#### Data provided:
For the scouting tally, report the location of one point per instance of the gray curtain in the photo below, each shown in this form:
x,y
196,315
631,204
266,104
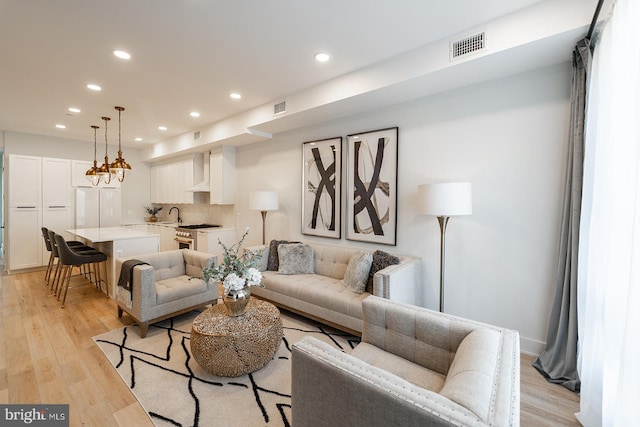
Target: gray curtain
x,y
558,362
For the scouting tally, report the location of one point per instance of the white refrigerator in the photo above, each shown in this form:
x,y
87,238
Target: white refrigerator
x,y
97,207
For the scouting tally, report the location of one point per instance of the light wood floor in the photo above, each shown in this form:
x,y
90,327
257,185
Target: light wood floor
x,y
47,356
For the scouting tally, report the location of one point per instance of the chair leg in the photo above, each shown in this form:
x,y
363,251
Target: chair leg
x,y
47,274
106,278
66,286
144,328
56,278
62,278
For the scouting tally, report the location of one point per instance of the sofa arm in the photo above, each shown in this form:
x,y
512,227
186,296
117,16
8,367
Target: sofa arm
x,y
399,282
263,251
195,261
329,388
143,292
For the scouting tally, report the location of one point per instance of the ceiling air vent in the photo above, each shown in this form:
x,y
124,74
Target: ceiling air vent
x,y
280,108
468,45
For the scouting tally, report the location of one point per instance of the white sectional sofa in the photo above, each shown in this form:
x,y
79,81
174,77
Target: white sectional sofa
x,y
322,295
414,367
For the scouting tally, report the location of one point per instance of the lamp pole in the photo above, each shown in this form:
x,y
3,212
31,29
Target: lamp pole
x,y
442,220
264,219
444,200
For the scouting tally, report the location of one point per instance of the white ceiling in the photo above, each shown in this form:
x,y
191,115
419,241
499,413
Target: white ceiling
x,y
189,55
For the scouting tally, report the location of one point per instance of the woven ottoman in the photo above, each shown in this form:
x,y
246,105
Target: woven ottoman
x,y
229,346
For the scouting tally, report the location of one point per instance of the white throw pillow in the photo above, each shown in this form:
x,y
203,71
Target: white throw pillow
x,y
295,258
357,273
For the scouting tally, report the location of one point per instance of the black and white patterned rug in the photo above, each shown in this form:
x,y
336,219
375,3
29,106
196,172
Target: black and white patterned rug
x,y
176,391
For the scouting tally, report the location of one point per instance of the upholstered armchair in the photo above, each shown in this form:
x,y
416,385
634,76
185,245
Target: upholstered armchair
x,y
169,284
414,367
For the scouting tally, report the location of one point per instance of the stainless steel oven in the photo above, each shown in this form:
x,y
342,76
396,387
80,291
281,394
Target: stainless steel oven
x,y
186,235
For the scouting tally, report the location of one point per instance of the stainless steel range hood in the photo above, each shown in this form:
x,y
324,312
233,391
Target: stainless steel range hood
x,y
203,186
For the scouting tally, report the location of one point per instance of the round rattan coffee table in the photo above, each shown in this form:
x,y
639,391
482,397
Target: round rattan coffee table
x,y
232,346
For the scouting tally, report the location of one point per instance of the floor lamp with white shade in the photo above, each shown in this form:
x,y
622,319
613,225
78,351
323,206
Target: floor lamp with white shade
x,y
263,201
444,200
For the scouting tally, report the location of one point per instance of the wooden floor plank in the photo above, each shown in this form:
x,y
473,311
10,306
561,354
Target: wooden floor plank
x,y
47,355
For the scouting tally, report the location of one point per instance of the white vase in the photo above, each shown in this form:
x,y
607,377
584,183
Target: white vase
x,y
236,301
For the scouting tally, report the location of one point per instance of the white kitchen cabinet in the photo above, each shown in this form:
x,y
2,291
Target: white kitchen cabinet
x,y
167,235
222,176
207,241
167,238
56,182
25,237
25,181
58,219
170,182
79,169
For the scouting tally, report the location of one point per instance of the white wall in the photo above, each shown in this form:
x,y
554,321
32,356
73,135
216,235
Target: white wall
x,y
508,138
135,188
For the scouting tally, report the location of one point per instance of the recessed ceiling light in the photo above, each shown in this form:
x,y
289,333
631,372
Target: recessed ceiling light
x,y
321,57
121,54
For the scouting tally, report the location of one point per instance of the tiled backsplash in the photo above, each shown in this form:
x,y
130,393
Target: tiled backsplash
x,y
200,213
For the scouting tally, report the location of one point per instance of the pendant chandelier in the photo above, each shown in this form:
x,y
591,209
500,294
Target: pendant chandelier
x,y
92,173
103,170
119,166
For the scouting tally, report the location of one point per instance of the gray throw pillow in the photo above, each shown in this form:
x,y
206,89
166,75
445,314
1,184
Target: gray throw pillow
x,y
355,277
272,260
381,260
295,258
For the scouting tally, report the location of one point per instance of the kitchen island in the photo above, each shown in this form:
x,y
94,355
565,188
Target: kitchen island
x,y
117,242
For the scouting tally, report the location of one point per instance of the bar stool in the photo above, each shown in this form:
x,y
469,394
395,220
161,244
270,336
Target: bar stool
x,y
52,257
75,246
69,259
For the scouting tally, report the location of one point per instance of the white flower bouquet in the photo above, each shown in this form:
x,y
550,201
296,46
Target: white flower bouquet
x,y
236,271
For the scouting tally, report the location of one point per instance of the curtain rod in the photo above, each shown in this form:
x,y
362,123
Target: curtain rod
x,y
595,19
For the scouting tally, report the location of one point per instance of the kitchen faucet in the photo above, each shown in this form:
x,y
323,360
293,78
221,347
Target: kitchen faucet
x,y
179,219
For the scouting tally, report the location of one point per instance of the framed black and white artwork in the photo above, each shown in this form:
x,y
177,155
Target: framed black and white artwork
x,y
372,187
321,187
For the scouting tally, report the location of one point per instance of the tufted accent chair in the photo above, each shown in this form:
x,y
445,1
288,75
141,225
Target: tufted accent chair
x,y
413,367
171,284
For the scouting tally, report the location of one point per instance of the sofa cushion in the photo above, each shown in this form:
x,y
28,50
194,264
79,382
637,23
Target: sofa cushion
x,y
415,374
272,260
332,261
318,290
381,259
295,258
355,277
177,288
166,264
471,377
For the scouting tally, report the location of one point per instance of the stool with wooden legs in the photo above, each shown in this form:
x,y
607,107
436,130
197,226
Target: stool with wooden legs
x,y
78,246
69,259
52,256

--

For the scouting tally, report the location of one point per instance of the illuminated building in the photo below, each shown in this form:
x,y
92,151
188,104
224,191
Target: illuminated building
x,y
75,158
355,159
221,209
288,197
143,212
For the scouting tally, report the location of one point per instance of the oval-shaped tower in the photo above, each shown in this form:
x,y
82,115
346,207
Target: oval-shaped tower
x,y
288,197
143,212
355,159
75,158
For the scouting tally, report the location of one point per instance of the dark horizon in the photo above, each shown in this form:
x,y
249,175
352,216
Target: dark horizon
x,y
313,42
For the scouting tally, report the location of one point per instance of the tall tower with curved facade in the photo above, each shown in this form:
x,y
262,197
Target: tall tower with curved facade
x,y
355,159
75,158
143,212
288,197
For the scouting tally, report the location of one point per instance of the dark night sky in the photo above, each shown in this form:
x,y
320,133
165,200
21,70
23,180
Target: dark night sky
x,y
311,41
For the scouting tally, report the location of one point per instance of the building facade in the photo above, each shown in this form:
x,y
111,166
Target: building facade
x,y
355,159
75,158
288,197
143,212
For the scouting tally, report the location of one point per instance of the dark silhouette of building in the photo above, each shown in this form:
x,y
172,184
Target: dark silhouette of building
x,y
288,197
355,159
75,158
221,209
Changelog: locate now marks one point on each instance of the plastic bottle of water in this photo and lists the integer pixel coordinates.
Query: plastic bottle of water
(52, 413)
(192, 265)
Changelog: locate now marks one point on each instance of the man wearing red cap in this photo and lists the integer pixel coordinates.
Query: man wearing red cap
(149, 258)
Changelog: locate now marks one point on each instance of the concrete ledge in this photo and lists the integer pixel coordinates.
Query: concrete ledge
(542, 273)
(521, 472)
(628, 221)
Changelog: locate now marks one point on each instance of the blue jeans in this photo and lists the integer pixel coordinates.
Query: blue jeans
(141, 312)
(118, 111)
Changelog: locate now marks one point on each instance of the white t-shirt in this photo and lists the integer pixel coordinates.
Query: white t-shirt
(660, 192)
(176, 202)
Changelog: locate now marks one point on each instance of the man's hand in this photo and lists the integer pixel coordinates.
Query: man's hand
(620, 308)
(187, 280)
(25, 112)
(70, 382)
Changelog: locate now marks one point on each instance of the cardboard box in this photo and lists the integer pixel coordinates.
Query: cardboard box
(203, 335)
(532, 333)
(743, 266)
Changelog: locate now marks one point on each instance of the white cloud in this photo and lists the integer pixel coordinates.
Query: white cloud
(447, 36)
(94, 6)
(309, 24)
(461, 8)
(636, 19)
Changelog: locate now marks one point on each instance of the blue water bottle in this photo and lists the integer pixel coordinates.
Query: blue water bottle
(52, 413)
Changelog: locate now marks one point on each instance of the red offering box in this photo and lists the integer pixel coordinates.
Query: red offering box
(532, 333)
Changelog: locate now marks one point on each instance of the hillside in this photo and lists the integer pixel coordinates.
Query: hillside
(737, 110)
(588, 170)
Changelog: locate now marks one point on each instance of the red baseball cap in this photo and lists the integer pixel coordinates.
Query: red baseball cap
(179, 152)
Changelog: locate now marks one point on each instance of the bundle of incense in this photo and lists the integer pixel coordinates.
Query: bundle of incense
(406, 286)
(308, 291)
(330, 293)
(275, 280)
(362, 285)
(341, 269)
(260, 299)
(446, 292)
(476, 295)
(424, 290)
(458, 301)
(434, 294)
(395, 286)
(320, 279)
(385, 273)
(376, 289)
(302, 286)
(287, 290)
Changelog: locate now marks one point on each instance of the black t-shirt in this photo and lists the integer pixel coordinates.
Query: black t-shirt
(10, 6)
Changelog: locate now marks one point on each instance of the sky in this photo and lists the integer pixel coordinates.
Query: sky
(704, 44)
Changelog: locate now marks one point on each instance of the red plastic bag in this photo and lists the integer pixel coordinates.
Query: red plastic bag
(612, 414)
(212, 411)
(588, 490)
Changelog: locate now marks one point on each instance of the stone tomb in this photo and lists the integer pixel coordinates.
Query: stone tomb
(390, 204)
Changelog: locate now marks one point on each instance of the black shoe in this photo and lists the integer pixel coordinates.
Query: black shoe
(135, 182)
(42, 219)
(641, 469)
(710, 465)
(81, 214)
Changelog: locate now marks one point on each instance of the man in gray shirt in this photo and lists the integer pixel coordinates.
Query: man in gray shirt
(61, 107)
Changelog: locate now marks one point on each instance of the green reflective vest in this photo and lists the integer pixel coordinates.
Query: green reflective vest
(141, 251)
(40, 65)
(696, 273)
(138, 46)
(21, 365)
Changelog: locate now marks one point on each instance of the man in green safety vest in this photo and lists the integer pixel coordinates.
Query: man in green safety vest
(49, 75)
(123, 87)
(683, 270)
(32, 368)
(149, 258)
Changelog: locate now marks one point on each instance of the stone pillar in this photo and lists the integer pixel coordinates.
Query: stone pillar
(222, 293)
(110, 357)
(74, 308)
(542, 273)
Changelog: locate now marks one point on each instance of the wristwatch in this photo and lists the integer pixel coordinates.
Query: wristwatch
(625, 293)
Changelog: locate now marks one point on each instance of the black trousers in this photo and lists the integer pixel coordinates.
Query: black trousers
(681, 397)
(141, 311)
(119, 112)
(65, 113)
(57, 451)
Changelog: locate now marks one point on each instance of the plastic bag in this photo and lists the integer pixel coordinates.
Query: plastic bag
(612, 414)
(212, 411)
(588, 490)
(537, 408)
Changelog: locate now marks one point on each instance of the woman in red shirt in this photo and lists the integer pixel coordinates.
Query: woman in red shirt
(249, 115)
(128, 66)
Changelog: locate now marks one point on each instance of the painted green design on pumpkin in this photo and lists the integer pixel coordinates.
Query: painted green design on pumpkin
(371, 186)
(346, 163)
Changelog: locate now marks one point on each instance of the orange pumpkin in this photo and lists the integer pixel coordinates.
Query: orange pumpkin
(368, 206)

#### About this task:
Please return all lines in the material above that include the word "below".

#### Written answer:
For the scouting tally, report the location of one point per instance of the gray curtain in the photo below, each shown in this form:
For the scouting tally, report the location of one point per instance of the illuminated building in the photo below, each shown in this form:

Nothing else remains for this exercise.